Diller, the CEO of IAC, which owns The Daily Beast, said that he hopes that "the DNA" of The Daily Beast will infuse Newsweek. He added that Newsweek's former owners had been looking for an Internet-based entity to buy it. "The manager of the Washington Post [Newsweek's owner] believed [Newsweek was going to be sold to an Internet company," Diller said. "The only way to survive print was to take this infrastructure of the Internet and meld it into a print property." Diller said that in six to eight months, he'd know if "this experiment" of the Daily Beast-Newsweek merger would work.
But when asked about Rupert Murdoch's The Daily, Diller pulled no punches. "I find it amazing that they put out a product called The Daily and promoted it enormously and it's impossible to download," he said. "To me, that's a gating issue." Diller said he had no plans for a similar, iPad-only product. "I don't know why you'd do an original product only for anything," he said.

-- WORK REQUEST 1 --
Name every media company or publication that the article on Barry Diller's remarks about Newsweek mentions.
-- WORK REQUEST 2 --
Pick up the article on Diller's remarks about Newsweek and The Daily after its final sentence and continue it.

-- INPUT DATA --
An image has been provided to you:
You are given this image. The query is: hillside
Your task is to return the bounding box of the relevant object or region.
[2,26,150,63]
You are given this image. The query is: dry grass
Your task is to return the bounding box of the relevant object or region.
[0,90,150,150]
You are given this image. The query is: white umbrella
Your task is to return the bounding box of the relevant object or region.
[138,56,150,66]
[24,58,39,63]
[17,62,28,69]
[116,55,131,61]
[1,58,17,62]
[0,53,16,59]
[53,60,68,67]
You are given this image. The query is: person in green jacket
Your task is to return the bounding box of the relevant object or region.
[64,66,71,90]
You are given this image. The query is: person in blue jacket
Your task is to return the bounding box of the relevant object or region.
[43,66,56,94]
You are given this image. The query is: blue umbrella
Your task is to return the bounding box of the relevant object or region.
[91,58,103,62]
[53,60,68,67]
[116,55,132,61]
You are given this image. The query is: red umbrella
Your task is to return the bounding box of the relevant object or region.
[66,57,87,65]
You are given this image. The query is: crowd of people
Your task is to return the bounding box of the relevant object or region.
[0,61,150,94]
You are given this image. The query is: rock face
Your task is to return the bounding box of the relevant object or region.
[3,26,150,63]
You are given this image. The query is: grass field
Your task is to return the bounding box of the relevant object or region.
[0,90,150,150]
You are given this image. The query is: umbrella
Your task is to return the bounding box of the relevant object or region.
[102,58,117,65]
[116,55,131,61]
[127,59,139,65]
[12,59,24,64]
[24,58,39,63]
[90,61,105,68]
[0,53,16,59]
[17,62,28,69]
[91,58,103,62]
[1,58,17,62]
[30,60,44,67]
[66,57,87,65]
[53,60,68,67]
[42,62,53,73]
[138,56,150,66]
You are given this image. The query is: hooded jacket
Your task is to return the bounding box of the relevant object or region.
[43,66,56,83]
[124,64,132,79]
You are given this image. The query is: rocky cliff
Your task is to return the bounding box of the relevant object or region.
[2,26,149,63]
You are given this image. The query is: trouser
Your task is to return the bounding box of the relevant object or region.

-- OUTPUT 1 --
IAC, The Daily Beast, Newsweek, the Washington Post, The Daily

-- OUTPUT 2 --
Diller also broached the subject of net neutrality, of which he is a big proponent. Diller says he believes it is fair for Internet providers to charge extra for extra usage, "like electricity," but that those cable and telecom companies shouldn't be able to control access to various sites. Said Diller: "We need an unambiguous rule of law that no one will step between the publisher and the consumer. Full stop."